[Object outline annotations]
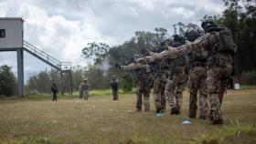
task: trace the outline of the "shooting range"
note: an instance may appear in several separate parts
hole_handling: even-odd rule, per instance
[[[61,77],[61,92],[66,87],[69,87],[69,94],[72,94],[71,62],[60,62],[48,55],[40,48],[24,40],[24,20],[20,17],[0,18],[0,52],[14,51],[17,60],[17,94],[25,96],[24,88],[24,51],[31,54],[44,63],[57,69]],[[69,78],[63,78],[63,74],[69,74]],[[66,82],[69,81],[69,86]]]

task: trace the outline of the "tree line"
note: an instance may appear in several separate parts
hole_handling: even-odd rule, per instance
[[[226,9],[218,15],[205,15],[201,20],[213,18],[221,26],[229,28],[238,46],[235,56],[235,70],[242,84],[256,84],[256,6],[252,0],[222,0]],[[134,74],[123,73],[114,65],[120,63],[126,65],[133,56],[137,55],[143,48],[154,50],[165,39],[172,39],[175,35],[184,36],[189,31],[202,32],[199,26],[195,24],[173,25],[174,35],[163,27],[156,27],[153,32],[136,31],[134,35],[121,45],[110,46],[108,44],[92,42],[87,44],[82,49],[84,58],[92,59],[93,62],[87,67],[75,67],[72,69],[73,89],[78,89],[80,81],[87,78],[92,89],[110,87],[109,79],[113,74],[121,81],[121,87],[126,91],[132,89]],[[10,69],[9,69],[10,70]],[[59,85],[59,73],[45,70],[29,78],[26,85],[27,91],[45,93],[49,92],[51,83]],[[68,77],[68,76],[63,76]],[[2,81],[1,81],[2,82]],[[67,84],[68,85],[68,84]],[[2,85],[0,84],[2,87]],[[16,86],[16,84],[14,84]],[[65,87],[64,90],[69,90]],[[0,94],[1,95],[1,94]]]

*What you should do*: Convert every line of the records above into a Markdown table with the columns Row and Text, where Row holds a running number and Text holds the line, and omit blank lines. Leave the pictures out of the table.

*Expected output*:
| Row | Text |
|---|---|
| 1 | task: trace the outline of the "shooting range" |
| 2 | note: an instance may appear in several separate parts |
| 3 | hole_handling: even-odd rule, per instance |
| 4 | [[[61,77],[61,92],[66,87],[69,87],[69,94],[72,94],[71,62],[60,62],[48,55],[40,48],[24,40],[24,20],[20,17],[0,18],[0,52],[14,51],[17,60],[17,94],[25,96],[24,88],[24,51],[31,54],[44,63],[57,69]],[[69,78],[63,78],[63,74],[69,74]],[[66,82],[69,81],[69,86]]] |
| 5 | task: trace the outline of the "tree line" |
| 6 | note: an instance may appear in several separate parts |
| 7 | hole_handling: even-odd rule, per instance |
| 8 | [[[226,9],[218,15],[205,15],[201,20],[213,18],[221,26],[229,28],[238,46],[235,56],[235,70],[242,84],[256,84],[256,6],[252,0],[222,0]],[[134,74],[123,73],[114,65],[120,63],[126,65],[133,56],[137,55],[143,48],[154,50],[165,39],[172,39],[175,35],[184,36],[189,31],[202,32],[199,26],[195,24],[173,25],[174,35],[163,27],[156,27],[153,32],[136,31],[134,35],[121,45],[110,46],[108,44],[92,42],[87,44],[82,49],[84,58],[92,59],[93,62],[87,67],[75,67],[72,69],[73,89],[78,89],[80,81],[87,78],[92,89],[110,87],[109,79],[113,74],[121,81],[121,87],[126,91],[132,89]],[[10,69],[9,69],[10,70]],[[59,85],[59,73],[45,70],[29,78],[26,85],[27,91],[45,93],[49,92],[51,83]],[[68,77],[68,76],[63,76]],[[2,81],[1,81],[2,82]],[[67,84],[68,85],[68,84]],[[2,85],[0,84],[2,87]],[[16,86],[16,84],[14,84]],[[65,87],[64,90],[69,90]],[[0,94],[1,95],[1,94]]] |